## WHAT THE EXERCISE ASKS
Answer these questions about the passage on the JAWBONE Act:
1. Who introduced the bill, and on what date?
2. What does The Verge report the right of action would apply regardless of?
3. In Murthy v. Missouri, what was one reason the Court found the plaintiffs lacked standing?

*** Opening EXCERPTED PASSAGE ***

The new JAWBONE Act, introduced on June 11 by Senate Commerce Committee Chair Ted Cruz (R-TX) and Sen. Ron Wyden (D-OR), would for the first time give any American a direct legal route to sue a government official who tries to pressure a platform, AI provider, or broadcaster into removing their post, whether or not the removal actually happens.
That last clause is the structural move. Existing case law treats the harm as the removal, so when the post stays up, plaintiffs often have no claim. The Cruz-Wyden bill changes the trigger: liability attaches to the coercion itself, not to its outcome. As The Verge reports, the right of action would apply "regardless of whether the platform ultimately complies with the removal demand."
The bill is a direct response to the Supreme Court's 2024 ruling in Murthy v. Missouri, where the justices dismissed a challenge to Biden-era pressure on social media companies to take down COVID-19 misinformation. The Court found the plaintiffs lacked standing, in part because the platforms had not actually removed their content. The JAWBONE Act is designed to close that gap by giving individuals a damages claim for the pressure itself.

*** Closing EXCERPTED PASSAGE ***
*** Opening SUPPLIED DATA ***

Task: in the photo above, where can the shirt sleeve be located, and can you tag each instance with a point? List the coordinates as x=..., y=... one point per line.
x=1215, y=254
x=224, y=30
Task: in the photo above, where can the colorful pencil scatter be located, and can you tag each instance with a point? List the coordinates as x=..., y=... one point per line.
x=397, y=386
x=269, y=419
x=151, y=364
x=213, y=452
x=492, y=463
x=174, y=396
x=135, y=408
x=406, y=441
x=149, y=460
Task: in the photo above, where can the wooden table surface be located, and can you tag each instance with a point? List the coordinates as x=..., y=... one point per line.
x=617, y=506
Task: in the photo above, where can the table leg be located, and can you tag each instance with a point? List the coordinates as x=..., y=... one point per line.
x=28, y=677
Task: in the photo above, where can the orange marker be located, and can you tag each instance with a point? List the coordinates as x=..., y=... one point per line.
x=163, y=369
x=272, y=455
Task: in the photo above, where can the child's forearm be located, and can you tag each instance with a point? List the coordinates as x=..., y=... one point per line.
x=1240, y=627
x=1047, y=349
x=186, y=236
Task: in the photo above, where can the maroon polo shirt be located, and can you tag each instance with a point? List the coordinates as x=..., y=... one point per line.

*** Closing SUPPLIED DATA ***

## RESULT OF THIS TASK
1. Senate Commerce Committee Chair Ted Cruz (R-TX) and Sen. Ron Wyden (D-OR) introduced it on June 11.
2. It would apply regardless of whether the platform ultimately complies with the removal demand.
3. The platforms had not actually removed the plaintiffs' content.